(TASK ITEM) Tally up the lines below containing the string "gold", then write the number alone.

(TASK INPUTS)
+===+

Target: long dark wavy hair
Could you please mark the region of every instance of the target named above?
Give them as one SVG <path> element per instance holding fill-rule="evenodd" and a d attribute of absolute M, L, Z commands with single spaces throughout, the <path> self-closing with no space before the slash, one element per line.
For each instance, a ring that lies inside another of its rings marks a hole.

+===+

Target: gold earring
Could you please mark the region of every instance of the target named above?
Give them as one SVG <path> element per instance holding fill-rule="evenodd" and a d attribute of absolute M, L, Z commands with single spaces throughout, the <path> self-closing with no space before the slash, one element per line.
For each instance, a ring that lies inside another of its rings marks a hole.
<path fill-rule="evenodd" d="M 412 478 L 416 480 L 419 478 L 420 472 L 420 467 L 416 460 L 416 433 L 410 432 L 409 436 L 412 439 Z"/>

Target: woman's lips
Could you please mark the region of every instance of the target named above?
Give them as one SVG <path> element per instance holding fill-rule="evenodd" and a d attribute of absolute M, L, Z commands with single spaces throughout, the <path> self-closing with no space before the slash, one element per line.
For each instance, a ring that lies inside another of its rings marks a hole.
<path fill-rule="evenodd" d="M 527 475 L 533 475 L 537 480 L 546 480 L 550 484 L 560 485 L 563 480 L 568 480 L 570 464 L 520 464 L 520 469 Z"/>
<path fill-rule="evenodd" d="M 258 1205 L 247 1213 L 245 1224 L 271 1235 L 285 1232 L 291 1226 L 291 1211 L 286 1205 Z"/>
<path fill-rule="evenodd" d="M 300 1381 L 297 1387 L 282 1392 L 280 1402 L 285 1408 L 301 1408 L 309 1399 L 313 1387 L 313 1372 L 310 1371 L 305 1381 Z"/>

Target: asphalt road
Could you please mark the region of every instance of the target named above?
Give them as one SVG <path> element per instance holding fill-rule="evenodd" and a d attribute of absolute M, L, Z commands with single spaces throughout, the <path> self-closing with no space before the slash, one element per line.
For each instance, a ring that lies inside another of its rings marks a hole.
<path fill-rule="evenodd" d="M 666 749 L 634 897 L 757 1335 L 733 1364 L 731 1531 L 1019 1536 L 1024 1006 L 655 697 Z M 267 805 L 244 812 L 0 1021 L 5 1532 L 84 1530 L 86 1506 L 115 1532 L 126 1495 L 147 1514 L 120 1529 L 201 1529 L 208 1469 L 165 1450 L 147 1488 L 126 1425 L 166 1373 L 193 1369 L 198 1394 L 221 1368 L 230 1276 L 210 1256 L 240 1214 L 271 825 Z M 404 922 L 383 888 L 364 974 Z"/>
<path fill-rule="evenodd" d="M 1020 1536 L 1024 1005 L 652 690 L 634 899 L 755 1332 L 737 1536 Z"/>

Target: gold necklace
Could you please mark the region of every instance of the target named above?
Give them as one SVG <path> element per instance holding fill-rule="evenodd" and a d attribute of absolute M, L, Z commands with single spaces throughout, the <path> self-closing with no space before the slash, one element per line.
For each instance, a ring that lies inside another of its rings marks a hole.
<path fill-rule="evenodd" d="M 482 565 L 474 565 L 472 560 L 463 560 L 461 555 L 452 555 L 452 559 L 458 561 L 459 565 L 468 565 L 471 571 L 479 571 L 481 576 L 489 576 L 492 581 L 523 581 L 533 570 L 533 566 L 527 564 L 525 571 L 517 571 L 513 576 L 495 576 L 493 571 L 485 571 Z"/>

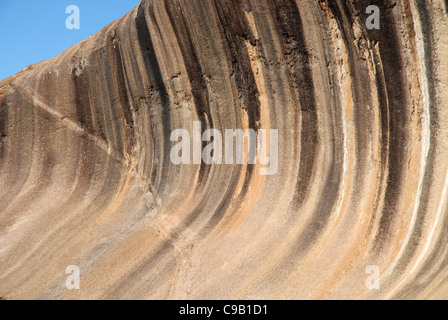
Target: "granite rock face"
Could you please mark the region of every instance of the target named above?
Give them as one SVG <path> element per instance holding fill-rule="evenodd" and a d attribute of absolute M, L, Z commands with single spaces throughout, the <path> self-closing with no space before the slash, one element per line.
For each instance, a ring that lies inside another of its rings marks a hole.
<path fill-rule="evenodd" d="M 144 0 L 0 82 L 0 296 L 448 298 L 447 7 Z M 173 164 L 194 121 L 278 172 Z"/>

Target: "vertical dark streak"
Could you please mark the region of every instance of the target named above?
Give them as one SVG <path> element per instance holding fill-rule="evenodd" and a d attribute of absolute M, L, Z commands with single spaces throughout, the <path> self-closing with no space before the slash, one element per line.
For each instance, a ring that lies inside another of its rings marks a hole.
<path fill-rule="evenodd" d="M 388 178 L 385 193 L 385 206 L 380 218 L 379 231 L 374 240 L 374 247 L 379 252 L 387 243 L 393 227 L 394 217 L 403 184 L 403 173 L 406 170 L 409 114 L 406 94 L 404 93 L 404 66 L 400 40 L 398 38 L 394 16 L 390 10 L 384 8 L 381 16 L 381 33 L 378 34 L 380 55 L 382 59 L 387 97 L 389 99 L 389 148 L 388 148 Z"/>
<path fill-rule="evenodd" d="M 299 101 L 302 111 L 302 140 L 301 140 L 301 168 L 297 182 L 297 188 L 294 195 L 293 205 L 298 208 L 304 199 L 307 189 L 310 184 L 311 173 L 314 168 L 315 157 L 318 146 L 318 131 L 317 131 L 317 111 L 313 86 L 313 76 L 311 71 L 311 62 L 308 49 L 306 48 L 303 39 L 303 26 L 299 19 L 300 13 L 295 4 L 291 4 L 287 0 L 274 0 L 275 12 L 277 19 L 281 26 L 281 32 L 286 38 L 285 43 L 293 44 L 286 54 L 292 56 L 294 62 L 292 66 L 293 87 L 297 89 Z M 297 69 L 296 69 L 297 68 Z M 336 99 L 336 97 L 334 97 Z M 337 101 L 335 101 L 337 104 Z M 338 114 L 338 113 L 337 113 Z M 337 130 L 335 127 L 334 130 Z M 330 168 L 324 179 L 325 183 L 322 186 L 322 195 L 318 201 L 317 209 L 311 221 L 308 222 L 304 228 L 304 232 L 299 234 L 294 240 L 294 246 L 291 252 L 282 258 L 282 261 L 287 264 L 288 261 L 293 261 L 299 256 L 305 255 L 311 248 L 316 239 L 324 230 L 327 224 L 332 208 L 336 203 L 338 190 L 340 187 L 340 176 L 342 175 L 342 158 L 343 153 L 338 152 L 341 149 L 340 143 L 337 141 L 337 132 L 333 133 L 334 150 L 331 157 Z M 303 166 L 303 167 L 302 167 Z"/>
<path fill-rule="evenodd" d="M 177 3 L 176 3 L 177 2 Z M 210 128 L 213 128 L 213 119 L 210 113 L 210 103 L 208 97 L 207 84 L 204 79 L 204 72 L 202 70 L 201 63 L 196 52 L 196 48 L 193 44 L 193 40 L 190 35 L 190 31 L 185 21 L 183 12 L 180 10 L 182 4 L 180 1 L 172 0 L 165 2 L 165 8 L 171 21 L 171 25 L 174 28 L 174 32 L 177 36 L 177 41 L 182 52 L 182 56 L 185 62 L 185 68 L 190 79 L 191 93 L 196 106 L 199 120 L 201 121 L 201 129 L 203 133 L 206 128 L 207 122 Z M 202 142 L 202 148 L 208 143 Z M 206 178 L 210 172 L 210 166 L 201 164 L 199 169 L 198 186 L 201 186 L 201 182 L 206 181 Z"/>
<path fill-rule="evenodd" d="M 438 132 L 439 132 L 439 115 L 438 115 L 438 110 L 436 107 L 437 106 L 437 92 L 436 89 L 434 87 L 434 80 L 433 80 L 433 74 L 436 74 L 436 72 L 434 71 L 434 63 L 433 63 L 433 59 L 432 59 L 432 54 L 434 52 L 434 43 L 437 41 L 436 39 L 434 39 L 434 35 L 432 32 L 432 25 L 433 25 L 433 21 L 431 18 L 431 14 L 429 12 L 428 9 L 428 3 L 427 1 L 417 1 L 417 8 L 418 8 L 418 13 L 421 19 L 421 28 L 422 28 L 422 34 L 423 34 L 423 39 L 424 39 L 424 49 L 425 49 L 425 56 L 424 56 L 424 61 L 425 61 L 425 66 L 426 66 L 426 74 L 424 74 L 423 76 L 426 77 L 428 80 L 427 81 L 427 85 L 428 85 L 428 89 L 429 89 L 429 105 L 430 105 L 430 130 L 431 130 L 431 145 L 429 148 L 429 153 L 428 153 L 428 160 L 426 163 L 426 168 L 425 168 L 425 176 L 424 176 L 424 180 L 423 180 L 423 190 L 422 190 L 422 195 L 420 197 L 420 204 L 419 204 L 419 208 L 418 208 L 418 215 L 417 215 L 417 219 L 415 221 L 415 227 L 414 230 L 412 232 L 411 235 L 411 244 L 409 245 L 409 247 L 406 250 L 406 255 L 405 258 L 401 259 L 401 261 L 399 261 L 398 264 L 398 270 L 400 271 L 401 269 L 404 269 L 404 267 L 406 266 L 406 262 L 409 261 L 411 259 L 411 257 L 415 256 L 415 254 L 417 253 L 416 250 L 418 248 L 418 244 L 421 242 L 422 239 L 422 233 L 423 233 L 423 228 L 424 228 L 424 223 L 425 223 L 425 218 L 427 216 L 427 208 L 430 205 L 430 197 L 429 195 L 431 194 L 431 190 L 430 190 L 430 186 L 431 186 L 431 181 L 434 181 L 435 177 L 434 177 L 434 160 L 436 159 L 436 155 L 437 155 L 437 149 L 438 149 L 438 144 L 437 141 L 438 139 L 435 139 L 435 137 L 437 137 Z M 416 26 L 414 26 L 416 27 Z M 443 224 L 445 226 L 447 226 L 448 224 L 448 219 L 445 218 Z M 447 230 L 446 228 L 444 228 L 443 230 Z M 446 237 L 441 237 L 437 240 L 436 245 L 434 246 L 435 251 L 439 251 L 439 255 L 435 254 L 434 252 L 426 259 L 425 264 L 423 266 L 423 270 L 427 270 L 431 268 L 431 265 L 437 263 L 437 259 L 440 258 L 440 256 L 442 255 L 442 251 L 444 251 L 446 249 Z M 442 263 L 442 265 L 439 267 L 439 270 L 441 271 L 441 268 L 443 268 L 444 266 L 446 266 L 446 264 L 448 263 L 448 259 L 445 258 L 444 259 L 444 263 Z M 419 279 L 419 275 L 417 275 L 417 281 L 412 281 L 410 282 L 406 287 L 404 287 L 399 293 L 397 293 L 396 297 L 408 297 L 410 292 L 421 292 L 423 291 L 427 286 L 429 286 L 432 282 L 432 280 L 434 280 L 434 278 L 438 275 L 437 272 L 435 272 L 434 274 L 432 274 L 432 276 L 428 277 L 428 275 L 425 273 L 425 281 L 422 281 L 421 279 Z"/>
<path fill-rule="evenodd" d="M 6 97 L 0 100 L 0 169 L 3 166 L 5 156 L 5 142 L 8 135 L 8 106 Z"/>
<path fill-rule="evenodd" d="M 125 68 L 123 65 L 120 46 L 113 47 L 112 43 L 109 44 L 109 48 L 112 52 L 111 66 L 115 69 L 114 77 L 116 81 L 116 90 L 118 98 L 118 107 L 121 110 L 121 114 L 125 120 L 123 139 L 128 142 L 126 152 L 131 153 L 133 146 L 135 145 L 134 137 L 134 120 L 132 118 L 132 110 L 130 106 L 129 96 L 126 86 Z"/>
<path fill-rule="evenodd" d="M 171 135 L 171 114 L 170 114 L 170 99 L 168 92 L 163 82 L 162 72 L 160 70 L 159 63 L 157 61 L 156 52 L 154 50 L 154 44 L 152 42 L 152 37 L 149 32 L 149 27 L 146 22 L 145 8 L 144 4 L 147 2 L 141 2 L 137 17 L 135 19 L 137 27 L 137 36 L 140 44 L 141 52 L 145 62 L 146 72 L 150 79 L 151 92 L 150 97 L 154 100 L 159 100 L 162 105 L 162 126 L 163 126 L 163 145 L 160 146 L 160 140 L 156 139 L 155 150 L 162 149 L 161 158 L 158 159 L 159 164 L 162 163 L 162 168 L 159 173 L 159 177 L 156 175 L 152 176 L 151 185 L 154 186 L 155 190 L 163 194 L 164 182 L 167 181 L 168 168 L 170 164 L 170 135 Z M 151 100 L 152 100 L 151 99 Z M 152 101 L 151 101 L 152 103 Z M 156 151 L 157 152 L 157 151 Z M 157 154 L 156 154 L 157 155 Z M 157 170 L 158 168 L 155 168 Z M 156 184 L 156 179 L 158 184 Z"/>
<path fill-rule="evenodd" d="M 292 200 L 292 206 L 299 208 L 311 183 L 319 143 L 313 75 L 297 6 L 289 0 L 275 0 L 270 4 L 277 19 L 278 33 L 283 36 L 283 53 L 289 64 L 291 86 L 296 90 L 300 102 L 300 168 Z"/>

+===+

(ANSWER TO THE EXERCISE) 2